──────── Extracted data ────────
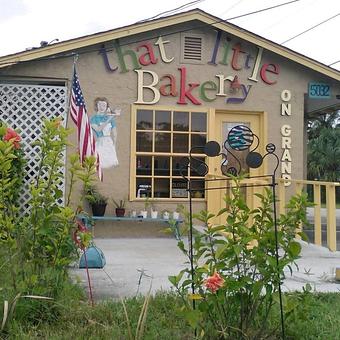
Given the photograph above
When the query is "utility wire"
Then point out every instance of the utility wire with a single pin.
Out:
(72, 54)
(263, 10)
(338, 61)
(171, 11)
(311, 28)
(231, 7)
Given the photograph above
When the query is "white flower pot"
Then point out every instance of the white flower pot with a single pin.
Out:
(154, 214)
(175, 215)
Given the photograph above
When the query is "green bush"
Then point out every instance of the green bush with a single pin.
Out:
(236, 273)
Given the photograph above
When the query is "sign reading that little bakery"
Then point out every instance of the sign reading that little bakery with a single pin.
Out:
(178, 84)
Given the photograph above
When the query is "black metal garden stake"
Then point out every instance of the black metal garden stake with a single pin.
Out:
(239, 138)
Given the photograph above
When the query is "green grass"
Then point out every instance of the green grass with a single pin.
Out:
(320, 319)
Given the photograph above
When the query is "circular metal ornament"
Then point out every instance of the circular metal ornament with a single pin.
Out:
(254, 160)
(212, 149)
(240, 138)
(270, 148)
(232, 171)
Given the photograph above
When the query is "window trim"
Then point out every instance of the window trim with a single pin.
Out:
(134, 153)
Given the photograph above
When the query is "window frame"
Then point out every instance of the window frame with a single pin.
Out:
(134, 153)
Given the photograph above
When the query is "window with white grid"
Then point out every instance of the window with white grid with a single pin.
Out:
(24, 108)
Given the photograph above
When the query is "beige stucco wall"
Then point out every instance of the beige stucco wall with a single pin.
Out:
(121, 91)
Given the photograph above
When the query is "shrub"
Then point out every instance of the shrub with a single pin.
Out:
(236, 273)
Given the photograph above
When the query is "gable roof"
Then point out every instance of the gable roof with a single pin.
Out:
(146, 26)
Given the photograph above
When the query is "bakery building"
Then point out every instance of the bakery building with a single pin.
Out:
(155, 89)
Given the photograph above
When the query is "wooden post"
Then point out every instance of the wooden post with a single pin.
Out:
(317, 215)
(331, 216)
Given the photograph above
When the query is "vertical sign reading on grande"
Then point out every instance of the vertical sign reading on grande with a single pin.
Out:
(286, 139)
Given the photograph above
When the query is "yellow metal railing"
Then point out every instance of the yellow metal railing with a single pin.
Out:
(330, 198)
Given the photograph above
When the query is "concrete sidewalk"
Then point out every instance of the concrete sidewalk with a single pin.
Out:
(133, 263)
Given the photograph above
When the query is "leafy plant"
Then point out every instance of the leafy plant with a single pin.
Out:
(119, 204)
(93, 196)
(147, 203)
(236, 273)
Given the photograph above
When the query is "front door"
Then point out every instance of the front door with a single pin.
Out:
(224, 122)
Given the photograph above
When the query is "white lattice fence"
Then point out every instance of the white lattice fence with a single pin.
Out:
(24, 108)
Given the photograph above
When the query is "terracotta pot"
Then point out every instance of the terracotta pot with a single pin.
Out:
(120, 212)
(98, 209)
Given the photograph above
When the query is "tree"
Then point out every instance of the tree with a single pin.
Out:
(323, 155)
(327, 120)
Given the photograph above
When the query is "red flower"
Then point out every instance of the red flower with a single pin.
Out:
(12, 136)
(214, 282)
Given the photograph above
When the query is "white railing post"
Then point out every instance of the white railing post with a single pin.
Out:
(331, 216)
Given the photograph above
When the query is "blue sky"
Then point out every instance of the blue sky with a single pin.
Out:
(24, 23)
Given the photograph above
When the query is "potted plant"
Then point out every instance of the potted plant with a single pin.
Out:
(165, 214)
(179, 209)
(154, 212)
(120, 207)
(96, 200)
(147, 203)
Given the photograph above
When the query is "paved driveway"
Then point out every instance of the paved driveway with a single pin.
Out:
(133, 263)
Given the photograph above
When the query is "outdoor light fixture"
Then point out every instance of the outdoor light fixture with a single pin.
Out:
(235, 85)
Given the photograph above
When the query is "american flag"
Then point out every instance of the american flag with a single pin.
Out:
(86, 141)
────────
→ **Task instructions**
Please write out every record above exactly, but leave the pictures out.

→ **Answer box**
Given the photograph above
When the query is "utility wire"
Then point out every instance of the utility wire with a single pin.
Out:
(72, 54)
(263, 10)
(338, 61)
(171, 11)
(311, 28)
(231, 7)
Given the photograph above
When the query is "white flower pot"
Then point out every instance of the white flower pot with a single pin.
Out:
(154, 214)
(175, 215)
Given the photograph above
When the query is "green bush"
Then point out every instance of the green bush with a single pin.
Out:
(236, 273)
Given the photograph above
When the query is "sign reading that little bakery"
Then point out every instance of the sign reading that little bakery with a single pin.
Out:
(178, 84)
Given the photograph above
When the query is "black metal garden stake"
Then point out every instance of the black metal garden stake with a single pin.
Out:
(239, 138)
Given the photograph above
When the query is "green grass"
Then point out every instance of the green grass with a single pin.
Out:
(320, 319)
Given the photograph above
When the query is "circular metal ornament"
Then point out every instance of the circular metal ornament with a single pin.
Out:
(254, 160)
(212, 149)
(240, 138)
(270, 148)
(232, 171)
Given the photograph above
When the query is "window trim"
Then point out every instance of the window trim with a single pin.
Out:
(134, 153)
Given the photograph above
When the query is "window frame"
Then point out every instance of the window frame with a single pin.
Out:
(134, 153)
Given the photograph above
When the query is "window with white grid"
Then point out every instance of the window with white grid with a single pin.
Out:
(24, 108)
Given the photograph above
When the query is "beige stucco wall"
Then point out every instance of the beige stucco wall with a single pin.
Out:
(121, 91)
Given the photograph above
When the query is "shrub"
Then point out every instance of the shrub with a single pin.
Out:
(236, 273)
Given the photograph above
When the query is "gable roof"
Then point out every instance of the gable roof with a single pin.
Out:
(146, 26)
Given the photograph above
When the query is "bakery building"
Then point out every instance of the bakery building with a single pin.
Out:
(155, 89)
Given the photograph above
When the query is "wooden post"
Then point out every instance of the wooden post with a single pin.
Out:
(317, 215)
(331, 216)
Given the photograph above
When the query is "vertical sign reading on grande"
Then point out every instance of the vertical sign reading on grande with a single pin.
Out:
(286, 139)
Given the photograph above
When the query is "yellow metal railing"
Then point out every instance of the yellow metal railing with a single pin.
Out:
(330, 198)
Given the photograph above
When the query is "concrete sidewalk"
Then point out every instance of the concrete sidewalk with a single pin.
Out:
(133, 263)
Given the photograph above
When the query is "leafy plant"
Then point out every instance of the leafy plant with a single pin.
Out:
(119, 204)
(93, 196)
(147, 203)
(236, 273)
Given the photograph above
When the query is "front door"
Then point out every instance of the front door with a single pin.
Out:
(224, 122)
Given the photograph above
When the query is "white lattice fence"
Then point out every instance of the white lattice fence with a single pin.
Out:
(24, 108)
Given the photograph above
When the query is "terracotta pot"
Then point out every instance of the terracotta pot with a single pin.
Out:
(120, 212)
(98, 209)
Given the photograph above
When the query is "tree"
Then point out every instance of the tree with a single pin.
Out:
(323, 155)
(327, 120)
Given the photograph above
When the query is "red flower"
Then point out every instance of the red flower with a single pin.
Out:
(12, 136)
(214, 282)
Given the photograph above
When the query is "white railing post"
Then point out every instance of the white railing post with a single pin.
Out:
(331, 216)
Given the photograph above
When the query is "blue sky"
Then point out every instance of the blue sky with a single pin.
Out:
(24, 23)
Given the photograph above
When the query is "potted plant"
Then point out every instance of the potted plant with a single pin.
Out:
(165, 214)
(179, 209)
(154, 212)
(120, 207)
(96, 200)
(147, 203)
Given the photograph above
When the query is "paved driveway"
Then point out every instance of the paved driveway with a single pin.
Out:
(133, 263)
Given the photograph above
When the query is "outdoor light fixture"
Then point out every instance of the outdoor light fixture with a single pin.
Out:
(235, 85)
Given the photograph above
When the query is "american flag"
Then point out every instance of the american flag with a single pin.
Out:
(86, 141)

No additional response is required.